• **To do**: For this exercise, write out each entry below exactly as it reads.

• **Saved entries**:
☆ ☆ ☆ ☆ ☆

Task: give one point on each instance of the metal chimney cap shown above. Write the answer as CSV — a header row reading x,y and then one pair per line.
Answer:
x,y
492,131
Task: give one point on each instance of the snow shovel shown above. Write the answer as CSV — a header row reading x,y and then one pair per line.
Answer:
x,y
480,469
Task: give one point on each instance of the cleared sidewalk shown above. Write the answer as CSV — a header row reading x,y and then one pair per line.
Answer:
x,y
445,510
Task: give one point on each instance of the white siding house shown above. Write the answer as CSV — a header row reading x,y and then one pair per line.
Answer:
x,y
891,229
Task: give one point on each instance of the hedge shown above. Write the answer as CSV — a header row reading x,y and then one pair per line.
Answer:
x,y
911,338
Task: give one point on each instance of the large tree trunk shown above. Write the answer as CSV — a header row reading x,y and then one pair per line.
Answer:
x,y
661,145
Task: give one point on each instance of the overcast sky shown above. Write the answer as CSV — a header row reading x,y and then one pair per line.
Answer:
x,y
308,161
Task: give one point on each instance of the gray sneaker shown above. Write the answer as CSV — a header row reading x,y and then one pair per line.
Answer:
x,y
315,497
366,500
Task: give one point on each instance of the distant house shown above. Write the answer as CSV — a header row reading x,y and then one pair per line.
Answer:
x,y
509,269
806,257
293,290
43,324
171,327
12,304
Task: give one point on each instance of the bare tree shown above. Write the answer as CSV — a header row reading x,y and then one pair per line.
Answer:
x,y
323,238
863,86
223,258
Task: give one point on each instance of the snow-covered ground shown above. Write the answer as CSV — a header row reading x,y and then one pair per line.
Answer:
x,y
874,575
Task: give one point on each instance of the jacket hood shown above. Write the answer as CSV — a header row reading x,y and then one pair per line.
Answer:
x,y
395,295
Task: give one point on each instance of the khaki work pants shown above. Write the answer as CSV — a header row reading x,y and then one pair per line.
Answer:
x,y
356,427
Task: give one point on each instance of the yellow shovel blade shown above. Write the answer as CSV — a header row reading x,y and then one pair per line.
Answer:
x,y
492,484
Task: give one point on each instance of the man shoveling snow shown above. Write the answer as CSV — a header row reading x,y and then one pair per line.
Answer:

☆ ☆ ☆ ☆ ☆

• **Output for this exercise**:
Task: give one point on each instance of the metal chimney cap shown above. Write the answer as CSV — a header row reading x,y and then one pair per line.
Answer:
x,y
492,131
Task: give one point on each instance of the snow shovel shown above. Write the answer as CSV — a header row reading x,y and then one pair per line.
Answer:
x,y
480,469
Task: give one point on each instance of the cleared sidewalk shown above. Write the answer as CSV — a header row reading x,y and then one pair per line.
Answer:
x,y
445,510
Task: give one point on each instance of the white siding house shown above. Write the answer as CSV — a header row reading x,y and then one pair per line.
Answer:
x,y
891,229
Task: give one point on each instance of the hedge shown above. Write the answer as CSV — a header row reading x,y and then one pair per line.
Answer:
x,y
911,338
Task: give one point on each instance of the large tree trunk shown above. Write the answer as CSV — a header row reading x,y and then one pair per line.
Answer:
x,y
661,145
Task: give one point on each instance of the overcast sky shown above. Write the answer as CSV — a header row reading x,y and then one pair per line.
Answer:
x,y
308,161
Task: give one point on each instance of the gray sneaker shown above. Write the answer as CSV — a header row reading x,y and then one pair per line.
Answer:
x,y
315,497
366,500
Task: give one point on each instance of the distant house shown above. Write the answer as CSV — a header row reading x,y and then one pair per line.
Answer:
x,y
509,269
806,257
293,290
43,324
171,327
12,304
Task: give one point on each instance of the bare tree shown above. Write the answer as CSV — a header row reading x,y and then one pair per line.
Answer:
x,y
323,238
863,86
223,258
Task: give one point on each instance of the snow-covered ground shown above. Write the answer as CSV — a header row reading x,y and then one pair per line.
Answer:
x,y
874,575
Task: give one point on each instance of the jacket hood shown above. Write the answer as CSV — a header row reading x,y and then one pair per line.
Answer:
x,y
395,295
Task: give one point on each instance of the khaki work pants shown above. Write the answer as CSV — a header row reading x,y and then one pair per line.
Answer:
x,y
356,427
Task: give one point on each instance of the yellow shovel blade shown above. Write the answer as CSV — a header row reading x,y and then one pair per line.
Answer:
x,y
492,484
Task: give one point on each instance of the man shoveling snow shown above. Write the answer as CSV — a header row reading x,y and then one pair per line.
Answer:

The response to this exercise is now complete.